▶ GOAL OF THE EXERCISE
A precise reproduction of every record below is needed, minus the pictures.

▶ RECORD EXTRACTS
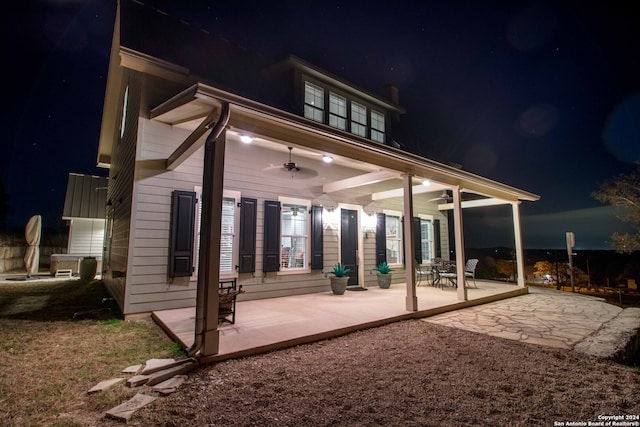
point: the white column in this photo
(517, 232)
(459, 243)
(409, 248)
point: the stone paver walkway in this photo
(545, 317)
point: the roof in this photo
(210, 59)
(86, 197)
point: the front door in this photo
(349, 243)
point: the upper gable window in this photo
(377, 126)
(358, 119)
(313, 102)
(340, 111)
(337, 111)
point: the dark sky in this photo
(544, 96)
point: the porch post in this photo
(517, 232)
(212, 188)
(459, 242)
(409, 248)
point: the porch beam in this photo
(359, 181)
(473, 204)
(517, 231)
(409, 247)
(459, 244)
(398, 192)
(193, 142)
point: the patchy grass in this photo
(50, 359)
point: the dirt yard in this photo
(406, 374)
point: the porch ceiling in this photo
(376, 170)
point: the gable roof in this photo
(86, 197)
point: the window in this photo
(294, 241)
(358, 119)
(377, 126)
(337, 111)
(313, 102)
(228, 232)
(393, 227)
(343, 113)
(426, 239)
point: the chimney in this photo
(392, 93)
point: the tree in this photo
(623, 192)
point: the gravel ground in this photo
(409, 373)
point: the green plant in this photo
(339, 270)
(384, 268)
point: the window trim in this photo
(306, 268)
(372, 129)
(322, 109)
(229, 194)
(345, 118)
(350, 98)
(432, 242)
(400, 237)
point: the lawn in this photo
(59, 339)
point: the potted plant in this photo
(339, 279)
(384, 275)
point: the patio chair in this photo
(424, 272)
(470, 270)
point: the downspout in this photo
(205, 245)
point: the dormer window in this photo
(377, 126)
(358, 119)
(313, 102)
(344, 113)
(337, 111)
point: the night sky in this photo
(543, 96)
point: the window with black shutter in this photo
(271, 253)
(317, 238)
(248, 221)
(417, 239)
(183, 214)
(436, 238)
(381, 238)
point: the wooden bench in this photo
(228, 291)
(64, 272)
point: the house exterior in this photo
(223, 164)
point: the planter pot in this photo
(384, 280)
(88, 268)
(339, 284)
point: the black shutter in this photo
(436, 238)
(381, 238)
(404, 253)
(417, 239)
(271, 253)
(183, 216)
(248, 220)
(317, 238)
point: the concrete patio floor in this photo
(268, 324)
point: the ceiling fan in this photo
(444, 196)
(293, 168)
(291, 165)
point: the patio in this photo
(269, 324)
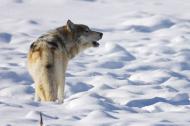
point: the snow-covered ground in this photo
(139, 76)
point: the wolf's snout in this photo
(95, 44)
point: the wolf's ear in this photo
(70, 25)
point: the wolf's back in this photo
(41, 68)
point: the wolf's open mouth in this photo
(95, 44)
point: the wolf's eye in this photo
(86, 30)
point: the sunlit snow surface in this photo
(139, 76)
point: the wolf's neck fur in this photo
(72, 48)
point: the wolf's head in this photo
(83, 35)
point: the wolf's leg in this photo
(36, 97)
(60, 91)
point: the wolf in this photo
(49, 55)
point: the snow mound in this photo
(5, 37)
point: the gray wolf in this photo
(49, 55)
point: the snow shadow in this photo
(180, 99)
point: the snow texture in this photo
(139, 76)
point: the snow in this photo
(139, 76)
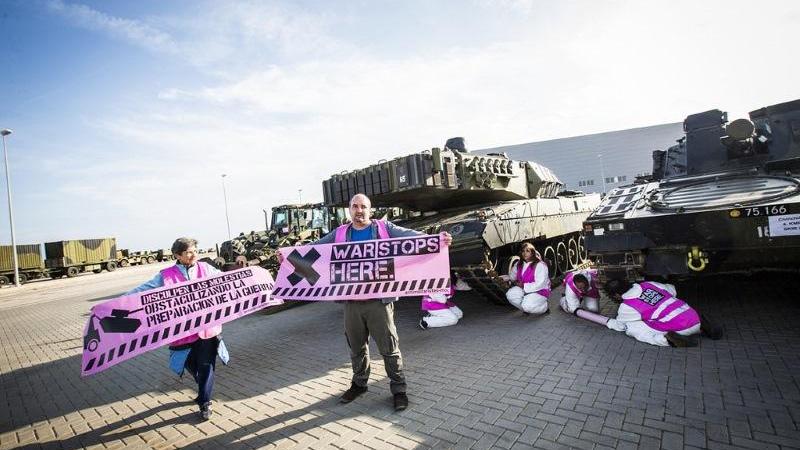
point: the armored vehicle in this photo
(290, 225)
(725, 199)
(490, 204)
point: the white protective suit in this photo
(527, 298)
(440, 312)
(630, 321)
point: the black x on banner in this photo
(302, 267)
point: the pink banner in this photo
(364, 270)
(130, 325)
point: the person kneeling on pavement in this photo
(650, 312)
(531, 282)
(580, 291)
(439, 310)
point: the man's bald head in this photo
(360, 211)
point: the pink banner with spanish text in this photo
(364, 270)
(130, 325)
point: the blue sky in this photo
(126, 113)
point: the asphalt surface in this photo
(498, 379)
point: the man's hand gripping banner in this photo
(130, 325)
(364, 270)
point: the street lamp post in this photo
(5, 132)
(602, 172)
(225, 196)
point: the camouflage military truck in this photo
(490, 204)
(725, 199)
(29, 262)
(73, 257)
(290, 225)
(127, 258)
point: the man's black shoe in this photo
(709, 329)
(679, 340)
(352, 393)
(400, 401)
(205, 411)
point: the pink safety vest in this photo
(341, 231)
(529, 276)
(172, 275)
(429, 305)
(591, 275)
(661, 311)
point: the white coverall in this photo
(526, 298)
(630, 321)
(441, 317)
(570, 301)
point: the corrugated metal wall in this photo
(84, 251)
(28, 257)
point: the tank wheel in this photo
(562, 258)
(584, 255)
(549, 256)
(574, 253)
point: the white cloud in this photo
(133, 31)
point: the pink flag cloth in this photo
(130, 325)
(363, 270)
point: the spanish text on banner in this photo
(126, 326)
(364, 270)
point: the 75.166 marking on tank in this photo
(763, 211)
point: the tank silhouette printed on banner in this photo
(490, 204)
(725, 199)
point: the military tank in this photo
(490, 204)
(725, 199)
(292, 224)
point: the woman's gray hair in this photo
(183, 244)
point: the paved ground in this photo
(499, 379)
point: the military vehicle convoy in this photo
(490, 204)
(290, 225)
(725, 199)
(61, 258)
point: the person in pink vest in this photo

▶ RESULT OF THIS EXERCISE
point: the white column in this photo
(517, 232)
(459, 243)
(409, 248)
point: the stone paver walkway in this photo
(545, 317)
point: the roof in this photo
(210, 59)
(86, 197)
point: the front door in this photo
(349, 243)
point: the upper gable window in this photo
(377, 126)
(358, 119)
(313, 102)
(340, 111)
(337, 111)
point: the dark sky in this photo
(544, 96)
point: the porch post in this photo
(517, 232)
(212, 188)
(459, 242)
(409, 248)
point: the porch beam in this photo
(359, 181)
(473, 204)
(517, 231)
(409, 247)
(459, 244)
(398, 192)
(193, 142)
point: the patchy grass in this photo
(50, 359)
point: the dirt yard in this photo
(406, 374)
point: the porch ceiling in this photo
(376, 170)
point: the gable roof in this photo
(86, 197)
point: the window in this photo
(294, 241)
(358, 119)
(377, 126)
(337, 111)
(313, 102)
(228, 232)
(393, 227)
(343, 113)
(426, 239)
point: the chimney in this photo
(392, 93)
point: the tree in this photo
(623, 192)
point: the gravel ground in this photo
(409, 373)
point: the green plant in this photo
(339, 270)
(384, 268)
point: the window trim in this photo
(306, 268)
(372, 129)
(322, 109)
(229, 194)
(345, 118)
(350, 98)
(432, 242)
(400, 237)
point: the lawn in this photo
(59, 339)
point: the potted plant in this photo
(339, 279)
(384, 275)
point: the patio chair in this photo
(424, 272)
(470, 270)
point: the downspout in this photo
(205, 245)
point: the dormer window in this photo
(377, 126)
(358, 119)
(313, 102)
(344, 113)
(337, 111)
point: the night sky in this photo
(543, 96)
point: the window with black shutter in this photo
(271, 253)
(317, 238)
(248, 221)
(417, 239)
(183, 214)
(436, 238)
(381, 238)
point: the wooden bench in this photo
(228, 291)
(64, 272)
point: the house exterior in this photo
(223, 164)
point: the planter pot in this photo
(384, 280)
(88, 268)
(339, 284)
point: the black shutter in this photo
(436, 238)
(381, 238)
(404, 253)
(417, 239)
(271, 253)
(183, 216)
(248, 220)
(317, 238)
point: the concrete patio floor in this photo
(268, 324)
point: the ceiling fan in this photo
(444, 196)
(293, 168)
(291, 165)
point: the patio in this photo
(269, 324)
point: the snow-covered ground in this photo
(139, 76)
point: the wolf's snout in this photo
(95, 44)
point: the wolf's ear in this photo
(70, 25)
point: the wolf's back in this photo
(41, 68)
point: the wolf's open mouth in this photo
(95, 44)
point: the wolf's eye in this photo
(86, 30)
point: the sunlit snow surface in this photo
(139, 76)
point: the wolf's neck fur in this photo
(72, 48)
point: the wolf's head in this photo
(83, 35)
point: the wolf's leg in this photo
(36, 97)
(60, 91)
point: the wolf in this photo
(49, 55)
point: the snow mound in this photo
(5, 37)
point: the gray wolf in this photo
(49, 55)
point: the snow shadow in this photo
(180, 99)
point: the snow texture in this photo
(139, 76)
point: the snow in this photo
(139, 76)
point: the armored vehicle in this photo
(290, 225)
(725, 199)
(490, 204)
point: the white protective suit in this photo
(527, 298)
(440, 312)
(630, 321)
point: the black x on banner in this photo
(302, 267)
point: the pink banner in this photo
(364, 270)
(130, 325)
point: the person kneeling on pavement in this photo
(650, 312)
(531, 282)
(580, 291)
(439, 310)
point: the man's bald head in this photo
(360, 211)
point: the pink banner with spanish text in this photo
(364, 270)
(130, 325)
point: the blue sky in this photo
(126, 113)
point: the asphalt surface in this photo
(498, 379)
point: the man's hand gripping banner in this photo
(130, 325)
(364, 270)
point: the street lamp post in this photo
(5, 132)
(602, 172)
(225, 196)
point: the camouflage military truck in this photo
(490, 204)
(725, 199)
(29, 262)
(73, 257)
(290, 225)
(127, 258)
point: the man's black shoe in this photo
(709, 329)
(679, 340)
(352, 393)
(400, 401)
(205, 411)
point: the pink safety vest in this photo
(341, 231)
(529, 276)
(172, 275)
(429, 305)
(591, 275)
(661, 311)
point: the white coverall in this photo
(526, 298)
(630, 321)
(441, 317)
(570, 301)
point: the corrugated metal wall in this photo
(84, 251)
(28, 257)
point: the tank wheel in this photo
(562, 258)
(584, 255)
(549, 256)
(574, 253)
point: the white cloud in this photo
(133, 31)
point: the pink flag cloth in this photo
(130, 325)
(363, 270)
point: the spanish text on banner in this photo
(126, 326)
(364, 270)
point: the 75.166 marking on tank in this photo
(763, 211)
point: the tank silhouette printed on banner in this photo
(490, 204)
(725, 199)
point: the military tank in this photo
(490, 204)
(725, 199)
(292, 224)
point: the woman's gray hair in this photo
(183, 244)
point: the paved ground in this photo
(499, 379)
point: the military vehicle convoy in this photo
(490, 204)
(290, 225)
(725, 199)
(61, 258)
point: the person in pink vest in this photo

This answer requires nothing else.